Begin Extracted information

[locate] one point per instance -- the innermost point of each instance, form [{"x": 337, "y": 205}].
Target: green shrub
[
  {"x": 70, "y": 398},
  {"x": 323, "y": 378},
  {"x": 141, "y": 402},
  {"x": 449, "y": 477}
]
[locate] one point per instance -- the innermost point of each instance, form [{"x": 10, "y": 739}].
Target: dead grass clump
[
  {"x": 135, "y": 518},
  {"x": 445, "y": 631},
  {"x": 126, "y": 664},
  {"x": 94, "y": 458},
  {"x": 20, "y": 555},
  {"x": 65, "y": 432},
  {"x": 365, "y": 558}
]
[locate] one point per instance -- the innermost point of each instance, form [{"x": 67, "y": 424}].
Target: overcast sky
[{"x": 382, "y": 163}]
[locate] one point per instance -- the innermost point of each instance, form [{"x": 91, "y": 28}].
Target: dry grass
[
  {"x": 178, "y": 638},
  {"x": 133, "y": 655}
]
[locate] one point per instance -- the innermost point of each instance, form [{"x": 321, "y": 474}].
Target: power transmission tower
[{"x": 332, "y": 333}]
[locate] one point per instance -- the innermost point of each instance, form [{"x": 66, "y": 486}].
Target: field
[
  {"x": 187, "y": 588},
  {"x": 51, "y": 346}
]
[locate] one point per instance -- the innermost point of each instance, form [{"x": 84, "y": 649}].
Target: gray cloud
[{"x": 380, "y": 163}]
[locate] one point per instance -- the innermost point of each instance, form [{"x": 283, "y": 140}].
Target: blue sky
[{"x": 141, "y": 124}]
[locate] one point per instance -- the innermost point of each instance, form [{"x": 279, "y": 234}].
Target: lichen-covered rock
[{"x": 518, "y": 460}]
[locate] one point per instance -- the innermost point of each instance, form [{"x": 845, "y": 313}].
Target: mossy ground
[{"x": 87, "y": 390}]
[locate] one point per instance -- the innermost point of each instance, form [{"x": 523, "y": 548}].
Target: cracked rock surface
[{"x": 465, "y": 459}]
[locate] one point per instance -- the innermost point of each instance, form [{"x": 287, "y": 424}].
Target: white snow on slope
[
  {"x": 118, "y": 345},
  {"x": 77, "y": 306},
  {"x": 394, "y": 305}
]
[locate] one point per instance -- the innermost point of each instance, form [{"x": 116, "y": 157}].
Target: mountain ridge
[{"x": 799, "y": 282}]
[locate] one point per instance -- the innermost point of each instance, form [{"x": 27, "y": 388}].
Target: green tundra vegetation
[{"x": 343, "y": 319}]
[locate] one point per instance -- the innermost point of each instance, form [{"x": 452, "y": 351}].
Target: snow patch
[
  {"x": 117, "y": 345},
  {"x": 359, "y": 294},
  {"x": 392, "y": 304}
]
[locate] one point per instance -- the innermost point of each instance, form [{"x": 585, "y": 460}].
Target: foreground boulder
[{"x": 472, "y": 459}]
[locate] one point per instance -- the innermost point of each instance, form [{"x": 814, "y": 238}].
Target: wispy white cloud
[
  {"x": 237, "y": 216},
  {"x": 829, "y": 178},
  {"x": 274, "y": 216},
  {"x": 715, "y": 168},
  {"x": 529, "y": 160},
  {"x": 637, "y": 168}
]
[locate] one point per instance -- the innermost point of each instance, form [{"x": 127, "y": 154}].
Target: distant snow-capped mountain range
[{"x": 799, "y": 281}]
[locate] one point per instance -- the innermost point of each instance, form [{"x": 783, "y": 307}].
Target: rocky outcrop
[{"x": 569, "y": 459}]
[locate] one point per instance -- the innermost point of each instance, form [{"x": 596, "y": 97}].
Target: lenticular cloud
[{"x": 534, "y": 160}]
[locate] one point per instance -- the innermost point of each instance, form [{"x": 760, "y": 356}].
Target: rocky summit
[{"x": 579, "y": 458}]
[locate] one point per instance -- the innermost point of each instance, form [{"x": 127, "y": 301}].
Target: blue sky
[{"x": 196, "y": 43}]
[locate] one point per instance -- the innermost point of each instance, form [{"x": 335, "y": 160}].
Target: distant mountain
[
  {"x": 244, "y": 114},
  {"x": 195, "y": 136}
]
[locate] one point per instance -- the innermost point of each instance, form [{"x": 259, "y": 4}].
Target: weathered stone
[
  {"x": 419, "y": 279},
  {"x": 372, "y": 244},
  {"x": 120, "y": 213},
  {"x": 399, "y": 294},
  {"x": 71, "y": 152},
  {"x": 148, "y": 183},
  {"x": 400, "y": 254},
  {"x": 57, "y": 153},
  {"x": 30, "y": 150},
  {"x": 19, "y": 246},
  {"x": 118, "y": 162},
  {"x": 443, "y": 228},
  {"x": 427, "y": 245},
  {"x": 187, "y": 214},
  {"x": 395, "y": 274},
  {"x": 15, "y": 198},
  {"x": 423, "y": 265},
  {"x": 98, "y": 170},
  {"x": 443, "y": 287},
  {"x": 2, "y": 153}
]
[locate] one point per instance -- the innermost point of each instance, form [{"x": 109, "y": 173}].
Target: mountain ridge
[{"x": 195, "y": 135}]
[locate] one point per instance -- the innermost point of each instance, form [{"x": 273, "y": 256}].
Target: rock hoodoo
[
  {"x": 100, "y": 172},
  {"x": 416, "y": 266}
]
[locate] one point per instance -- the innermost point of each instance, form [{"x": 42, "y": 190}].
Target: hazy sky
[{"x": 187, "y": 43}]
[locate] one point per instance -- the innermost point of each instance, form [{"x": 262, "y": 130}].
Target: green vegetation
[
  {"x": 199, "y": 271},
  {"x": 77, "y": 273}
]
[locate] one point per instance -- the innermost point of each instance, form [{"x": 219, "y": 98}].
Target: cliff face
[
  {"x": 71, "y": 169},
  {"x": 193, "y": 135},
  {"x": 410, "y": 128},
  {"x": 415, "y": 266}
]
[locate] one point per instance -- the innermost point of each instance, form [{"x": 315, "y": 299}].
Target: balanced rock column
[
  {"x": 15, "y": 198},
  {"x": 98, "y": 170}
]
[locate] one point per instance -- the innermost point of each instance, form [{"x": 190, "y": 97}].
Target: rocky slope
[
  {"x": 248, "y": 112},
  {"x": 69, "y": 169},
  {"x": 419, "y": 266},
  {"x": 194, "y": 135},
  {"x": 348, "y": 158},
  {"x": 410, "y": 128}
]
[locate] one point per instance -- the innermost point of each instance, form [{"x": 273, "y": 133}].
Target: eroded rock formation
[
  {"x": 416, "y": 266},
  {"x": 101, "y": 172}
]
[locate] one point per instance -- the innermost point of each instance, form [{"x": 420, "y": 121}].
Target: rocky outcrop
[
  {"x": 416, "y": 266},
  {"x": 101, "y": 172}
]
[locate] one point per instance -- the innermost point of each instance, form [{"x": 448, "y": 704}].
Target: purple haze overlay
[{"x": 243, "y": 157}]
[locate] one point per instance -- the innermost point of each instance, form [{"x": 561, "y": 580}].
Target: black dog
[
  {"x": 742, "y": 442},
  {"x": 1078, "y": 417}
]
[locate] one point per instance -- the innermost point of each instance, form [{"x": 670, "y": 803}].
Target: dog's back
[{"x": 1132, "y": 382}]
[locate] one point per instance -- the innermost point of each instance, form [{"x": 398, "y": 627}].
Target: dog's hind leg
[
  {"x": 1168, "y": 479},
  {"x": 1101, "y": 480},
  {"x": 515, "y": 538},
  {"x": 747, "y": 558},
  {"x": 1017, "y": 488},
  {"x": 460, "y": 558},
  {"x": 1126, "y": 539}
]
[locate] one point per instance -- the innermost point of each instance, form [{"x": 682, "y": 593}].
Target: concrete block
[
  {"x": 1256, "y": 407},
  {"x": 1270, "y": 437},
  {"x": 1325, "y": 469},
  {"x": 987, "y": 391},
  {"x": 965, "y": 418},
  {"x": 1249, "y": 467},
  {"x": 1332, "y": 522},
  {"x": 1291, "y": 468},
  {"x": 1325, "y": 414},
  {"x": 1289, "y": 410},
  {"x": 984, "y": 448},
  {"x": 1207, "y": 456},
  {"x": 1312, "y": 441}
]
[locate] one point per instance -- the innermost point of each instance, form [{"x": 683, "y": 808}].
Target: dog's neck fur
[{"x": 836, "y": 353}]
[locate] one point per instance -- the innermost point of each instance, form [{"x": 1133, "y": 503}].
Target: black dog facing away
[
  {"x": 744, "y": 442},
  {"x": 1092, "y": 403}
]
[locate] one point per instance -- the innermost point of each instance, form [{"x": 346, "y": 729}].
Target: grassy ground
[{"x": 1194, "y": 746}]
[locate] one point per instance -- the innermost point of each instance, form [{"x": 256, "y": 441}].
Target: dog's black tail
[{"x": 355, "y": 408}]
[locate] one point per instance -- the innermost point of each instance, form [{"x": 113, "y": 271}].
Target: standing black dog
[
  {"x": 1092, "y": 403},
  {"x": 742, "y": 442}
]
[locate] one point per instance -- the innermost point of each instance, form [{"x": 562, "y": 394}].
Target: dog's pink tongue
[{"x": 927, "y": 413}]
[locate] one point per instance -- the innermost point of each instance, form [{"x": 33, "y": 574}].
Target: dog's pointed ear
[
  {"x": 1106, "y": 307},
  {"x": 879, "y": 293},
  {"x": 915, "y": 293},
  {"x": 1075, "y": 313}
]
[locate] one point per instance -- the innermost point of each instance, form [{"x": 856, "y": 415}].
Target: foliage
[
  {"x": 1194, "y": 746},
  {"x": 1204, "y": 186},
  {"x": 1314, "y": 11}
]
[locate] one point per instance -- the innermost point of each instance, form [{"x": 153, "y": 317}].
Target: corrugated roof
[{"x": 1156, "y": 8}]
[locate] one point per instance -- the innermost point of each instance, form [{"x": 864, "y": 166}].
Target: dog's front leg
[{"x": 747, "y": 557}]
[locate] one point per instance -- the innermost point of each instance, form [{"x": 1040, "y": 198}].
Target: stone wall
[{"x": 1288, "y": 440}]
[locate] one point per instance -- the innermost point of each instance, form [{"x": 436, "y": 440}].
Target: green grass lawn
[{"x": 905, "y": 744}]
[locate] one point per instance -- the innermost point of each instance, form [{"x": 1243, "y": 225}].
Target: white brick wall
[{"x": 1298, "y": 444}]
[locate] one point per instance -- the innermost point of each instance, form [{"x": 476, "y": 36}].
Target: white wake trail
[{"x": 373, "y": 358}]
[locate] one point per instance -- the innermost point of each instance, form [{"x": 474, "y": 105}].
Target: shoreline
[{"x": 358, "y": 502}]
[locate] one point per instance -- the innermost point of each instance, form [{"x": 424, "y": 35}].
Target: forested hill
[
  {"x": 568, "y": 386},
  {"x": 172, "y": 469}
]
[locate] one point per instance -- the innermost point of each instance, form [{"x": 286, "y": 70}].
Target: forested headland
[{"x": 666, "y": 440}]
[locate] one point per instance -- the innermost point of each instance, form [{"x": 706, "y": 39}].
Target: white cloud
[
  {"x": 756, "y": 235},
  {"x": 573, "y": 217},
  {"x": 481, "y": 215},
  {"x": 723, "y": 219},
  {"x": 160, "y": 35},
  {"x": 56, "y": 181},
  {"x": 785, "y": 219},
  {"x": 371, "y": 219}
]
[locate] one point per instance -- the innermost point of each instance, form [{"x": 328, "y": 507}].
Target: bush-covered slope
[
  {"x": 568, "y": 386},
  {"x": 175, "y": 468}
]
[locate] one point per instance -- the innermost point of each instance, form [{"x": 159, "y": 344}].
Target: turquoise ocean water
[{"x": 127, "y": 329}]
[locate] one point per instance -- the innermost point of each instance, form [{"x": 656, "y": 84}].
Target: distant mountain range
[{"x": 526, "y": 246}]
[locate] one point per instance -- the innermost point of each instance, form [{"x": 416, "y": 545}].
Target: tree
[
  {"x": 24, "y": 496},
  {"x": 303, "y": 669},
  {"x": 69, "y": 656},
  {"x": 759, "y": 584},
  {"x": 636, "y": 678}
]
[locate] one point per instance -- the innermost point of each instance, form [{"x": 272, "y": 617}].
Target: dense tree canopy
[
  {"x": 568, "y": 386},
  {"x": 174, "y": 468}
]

End Extracted information

● Exercise prompt
Pull out every line of the items above that contains the word "tree", matching case exactly.

● Full answer
Target: tree
Target: dense tree canopy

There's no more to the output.